### Problem description
Without altering anything, repeat each of the records.
• • • • •
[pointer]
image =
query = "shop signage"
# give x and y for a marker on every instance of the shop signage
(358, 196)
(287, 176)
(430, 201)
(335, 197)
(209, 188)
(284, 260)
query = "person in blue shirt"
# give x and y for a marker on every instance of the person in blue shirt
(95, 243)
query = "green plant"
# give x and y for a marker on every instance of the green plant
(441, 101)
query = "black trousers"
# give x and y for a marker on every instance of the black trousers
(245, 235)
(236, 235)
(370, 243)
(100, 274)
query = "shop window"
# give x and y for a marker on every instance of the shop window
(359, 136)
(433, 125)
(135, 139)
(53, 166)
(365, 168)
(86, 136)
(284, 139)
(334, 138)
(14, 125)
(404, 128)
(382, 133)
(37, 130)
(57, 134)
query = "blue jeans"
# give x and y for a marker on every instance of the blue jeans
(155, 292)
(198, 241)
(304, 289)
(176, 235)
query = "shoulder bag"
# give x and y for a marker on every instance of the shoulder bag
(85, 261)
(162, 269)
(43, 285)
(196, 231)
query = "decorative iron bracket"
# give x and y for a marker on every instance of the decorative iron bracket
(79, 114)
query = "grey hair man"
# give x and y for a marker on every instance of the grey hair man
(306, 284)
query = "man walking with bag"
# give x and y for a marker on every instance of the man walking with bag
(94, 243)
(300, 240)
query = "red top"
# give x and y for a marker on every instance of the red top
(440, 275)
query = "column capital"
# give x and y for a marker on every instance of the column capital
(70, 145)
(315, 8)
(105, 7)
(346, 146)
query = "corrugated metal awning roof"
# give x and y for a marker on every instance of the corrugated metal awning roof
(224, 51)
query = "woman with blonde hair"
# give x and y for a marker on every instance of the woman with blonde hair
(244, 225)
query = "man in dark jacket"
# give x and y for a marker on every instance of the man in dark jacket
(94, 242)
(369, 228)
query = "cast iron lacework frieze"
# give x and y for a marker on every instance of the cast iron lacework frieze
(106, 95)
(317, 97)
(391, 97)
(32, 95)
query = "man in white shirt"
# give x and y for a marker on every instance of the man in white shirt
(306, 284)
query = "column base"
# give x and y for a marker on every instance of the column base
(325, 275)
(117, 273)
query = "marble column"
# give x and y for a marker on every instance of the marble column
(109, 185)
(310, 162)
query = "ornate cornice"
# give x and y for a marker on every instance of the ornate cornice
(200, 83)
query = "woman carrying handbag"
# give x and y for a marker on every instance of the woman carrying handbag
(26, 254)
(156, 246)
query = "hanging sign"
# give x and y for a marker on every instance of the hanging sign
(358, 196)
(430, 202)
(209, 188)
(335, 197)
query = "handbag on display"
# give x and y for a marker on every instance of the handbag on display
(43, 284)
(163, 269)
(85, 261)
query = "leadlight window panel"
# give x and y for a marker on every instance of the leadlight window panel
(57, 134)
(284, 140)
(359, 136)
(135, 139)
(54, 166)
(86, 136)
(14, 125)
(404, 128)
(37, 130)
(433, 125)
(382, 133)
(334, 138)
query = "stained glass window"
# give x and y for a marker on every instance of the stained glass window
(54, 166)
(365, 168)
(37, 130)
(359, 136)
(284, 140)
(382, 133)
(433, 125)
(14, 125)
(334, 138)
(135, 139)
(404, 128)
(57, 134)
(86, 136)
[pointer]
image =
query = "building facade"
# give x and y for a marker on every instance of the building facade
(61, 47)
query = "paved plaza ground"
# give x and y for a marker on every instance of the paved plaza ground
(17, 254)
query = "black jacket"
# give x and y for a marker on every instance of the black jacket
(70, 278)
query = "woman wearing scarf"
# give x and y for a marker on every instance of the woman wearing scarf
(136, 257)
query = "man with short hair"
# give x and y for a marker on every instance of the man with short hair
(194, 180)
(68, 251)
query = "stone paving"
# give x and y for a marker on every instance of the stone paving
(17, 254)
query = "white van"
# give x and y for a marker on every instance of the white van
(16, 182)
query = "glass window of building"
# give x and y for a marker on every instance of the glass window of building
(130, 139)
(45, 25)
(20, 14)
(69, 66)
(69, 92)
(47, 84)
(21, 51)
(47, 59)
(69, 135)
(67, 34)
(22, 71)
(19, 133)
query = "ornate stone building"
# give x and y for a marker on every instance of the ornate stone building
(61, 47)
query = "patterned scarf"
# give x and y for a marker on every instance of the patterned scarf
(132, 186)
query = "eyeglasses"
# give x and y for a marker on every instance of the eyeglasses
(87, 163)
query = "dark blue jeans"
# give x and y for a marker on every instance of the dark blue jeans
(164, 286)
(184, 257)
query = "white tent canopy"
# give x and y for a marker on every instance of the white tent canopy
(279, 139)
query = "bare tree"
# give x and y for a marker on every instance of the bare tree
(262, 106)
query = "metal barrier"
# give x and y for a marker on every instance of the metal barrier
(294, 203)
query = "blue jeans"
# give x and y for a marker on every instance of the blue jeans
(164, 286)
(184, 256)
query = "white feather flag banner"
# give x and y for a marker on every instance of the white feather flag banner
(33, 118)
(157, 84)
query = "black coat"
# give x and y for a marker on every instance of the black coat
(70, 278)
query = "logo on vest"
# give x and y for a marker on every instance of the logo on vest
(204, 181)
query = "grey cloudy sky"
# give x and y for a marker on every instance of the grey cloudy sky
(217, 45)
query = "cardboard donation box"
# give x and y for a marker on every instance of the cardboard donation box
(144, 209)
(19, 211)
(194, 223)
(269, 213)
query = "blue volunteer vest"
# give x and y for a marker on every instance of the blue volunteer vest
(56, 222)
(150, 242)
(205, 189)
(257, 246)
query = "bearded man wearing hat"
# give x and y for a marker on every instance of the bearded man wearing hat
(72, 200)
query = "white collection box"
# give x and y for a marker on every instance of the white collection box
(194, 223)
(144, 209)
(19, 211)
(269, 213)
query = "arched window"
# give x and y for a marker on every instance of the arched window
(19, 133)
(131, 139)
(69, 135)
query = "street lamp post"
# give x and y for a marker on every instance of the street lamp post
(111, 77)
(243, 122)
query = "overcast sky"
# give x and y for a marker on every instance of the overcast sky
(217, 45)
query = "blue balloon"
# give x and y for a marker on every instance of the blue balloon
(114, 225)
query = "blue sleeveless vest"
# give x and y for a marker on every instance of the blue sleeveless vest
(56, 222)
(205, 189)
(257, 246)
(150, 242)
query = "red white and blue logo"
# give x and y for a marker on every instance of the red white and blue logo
• • • • •
### Task result
[pointer]
image =
query = "shop signage"
# give x and y for a marker on every instance of the shop signage
(358, 196)
(287, 176)
(430, 201)
(335, 197)
(209, 188)
(284, 260)
query = "person in blue shirt"
# give x and y for a marker on every instance of the person in blue shirt
(95, 243)
query = "green plant"
# give x and y for a marker on every instance of the green plant
(441, 101)
query = "black trousers"
# give x and y for a marker on every instance of the black trousers
(245, 235)
(236, 235)
(370, 243)
(100, 274)
query = "shop window"
# give x and y for a marker on every instance of the shop window
(359, 136)
(433, 125)
(135, 139)
(53, 166)
(365, 168)
(86, 136)
(284, 139)
(334, 138)
(14, 125)
(404, 128)
(382, 133)
(37, 130)
(57, 134)
query = "blue jeans"
# give x and y for a marker on every instance of the blue jeans
(155, 292)
(198, 241)
(304, 289)
(176, 235)
query = "shoulder bag"
# give x and y for a marker on every instance of the shoulder bag
(85, 261)
(162, 269)
(43, 285)
(196, 231)
query = "decorative iron bracket"
# give x and y for a marker on every instance of the decorative iron bracket
(79, 114)
query = "grey hair man"
# give x and y for a marker on every instance of the grey hair man
(306, 284)
query = "man walking with bag"
# give x and y for a marker on every instance of the man walking with bag
(94, 243)
(300, 240)
query = "red top"
# give x and y for a marker on every instance of the red top
(440, 275)
query = "column capital"
# give x and y for a marker on every instance of the column capital
(70, 145)
(315, 8)
(105, 7)
(346, 146)
query = "corrugated metal awning roof"
# give x and y for a marker on every instance of the corrugated metal awning roof
(224, 51)
query = "woman with blonde hair"
# give x and y for a marker on every instance of the woman with blonde hair
(244, 225)
query = "man in dark jacket"
# give x and y for a marker on every instance of the man in dark jacket
(94, 242)
(369, 228)
query = "cast iron lacework frieze"
# give x and y for a marker on every instance of the cast iron lacework frieze
(106, 95)
(317, 97)
(391, 97)
(32, 95)
query = "man in white shirt"
# give x and y for a marker on every instance of the man in white shirt
(306, 284)
query = "column base"
# give x and y for a marker on every instance of the column base
(325, 275)
(117, 273)
query = "marble column"
# give x and y for a marker on every instance of the marble column
(109, 185)
(310, 162)
query = "ornate cornice"
# give x and y for a marker on every instance of the ornate cornice
(200, 83)
query = "woman carrying handbag"
# give x and y for a marker on every instance of the woman carrying handbag
(26, 254)
(156, 246)
query = "hanging sign"
# give x and y for a marker on every instance of the hanging sign
(358, 196)
(430, 202)
(209, 188)
(335, 197)
query = "handbag on display"
# give x and y for a marker on every instance of the handbag on display
(43, 284)
(163, 269)
(85, 261)
query = "leadlight window panel"
# give x and y for a marker on every instance of the leadlight window panel
(57, 134)
(284, 140)
(359, 136)
(135, 139)
(54, 166)
(86, 136)
(14, 125)
(404, 128)
(37, 130)
(433, 125)
(382, 133)
(334, 138)
query = "stained glass window"
# give x and y for a marker on every instance of the stained glass window
(54, 166)
(365, 168)
(37, 130)
(359, 136)
(284, 140)
(382, 133)
(433, 125)
(14, 125)
(334, 138)
(135, 139)
(404, 128)
(57, 134)
(86, 136)
[pointer]
image =
query = "building facade"
# give x and y for a marker on every instance of the building facade
(61, 47)
query = "paved plaza ground"
# give x and y for a marker on every instance of the paved plaza ground
(17, 254)
query = "black jacket"
# give x and y for a marker on every instance of the black jacket
(70, 278)
query = "woman wearing scarf"
# give x and y for a marker on every instance of the woman wearing scarf
(136, 257)
query = "man with short hair"
# give x and y for a marker on every instance of the man with short hair
(194, 180)
(68, 251)
query = "stone paving"
# give x and y for a marker on every instance of the stone paving
(17, 254)
query = "white van"
# give x and y for a marker on every instance of the white van
(16, 182)
query = "glass window of building"
# give x and y for a marker on every instance of the glass window of building
(130, 139)
(45, 25)
(20, 14)
(69, 66)
(69, 92)
(47, 84)
(21, 51)
(47, 59)
(69, 135)
(67, 34)
(22, 71)
(19, 133)
query = "ornate stone building"
# give x and y for a marker on every instance of the ornate stone building
(61, 47)
query = "patterned scarf"
# give x and y for a marker on every instance of the patterned scarf
(132, 186)
query = "eyeglasses"
# give x and y for a marker on every instance of the eyeglasses
(87, 163)
query = "dark blue jeans"
# give x and y for a marker on every instance of the dark blue jeans
(164, 286)
(184, 257)
query = "white tent canopy"
# give x and y for a marker on every instance of the white tent canopy
(279, 139)
query = "bare tree"
# give x and y for a marker on every instance of the bare tree
(262, 106)
query = "metal barrier"
# give x and y for a marker on every instance of the metal barrier
(294, 203)
query = "blue jeans"
# give x and y for a marker on every instance of the blue jeans
(164, 286)
(184, 256)
query = "white feather flag banner"
# give x and y for a marker on every instance of the white feather flag banner
(33, 118)
(157, 84)
query = "black coat"
# give x and y for a marker on every instance of the black coat
(70, 278)
query = "logo on vest"
# give x and y for a marker on every instance of the logo on vest
(204, 181)
query = "grey cloudy sky"
# give x and y for a marker on every instance of the grey cloudy sky
(217, 45)
query = "cardboard donation box"
# give x and y for a marker on every instance of the cardboard donation box
(144, 209)
(19, 211)
(194, 223)
(269, 213)
query = "blue volunteer vest"
# give x and y for a marker on every instance of the blue volunteer vest
(56, 222)
(150, 242)
(205, 189)
(257, 246)
query = "bearded man wearing hat"
# give x and y for a marker on every instance of the bearded man wearing hat
(72, 200)
query = "white collection box"
# give x and y for a marker on every instance of the white collection box
(194, 223)
(144, 209)
(19, 211)
(269, 213)
query = "arched window"
# give x and y for a marker on every instance of the arched window
(19, 133)
(131, 139)
(69, 135)
query = "street lamp post"
# give x and y for a marker on every instance of the street lamp post
(111, 77)
(243, 122)
query = "overcast sky"
# give x and y for a marker on every instance of the overcast sky
(217, 45)
query = "blue balloon"
# give x and y for a marker on every instance of the blue balloon
(114, 225)
query = "blue sleeveless vest"
# give x and y for a marker on every instance of the blue sleeveless vest
(56, 222)
(205, 189)
(257, 246)
(150, 242)
query = "red white and blue logo"
# give x and y for a marker on every instance of the red white and blue logo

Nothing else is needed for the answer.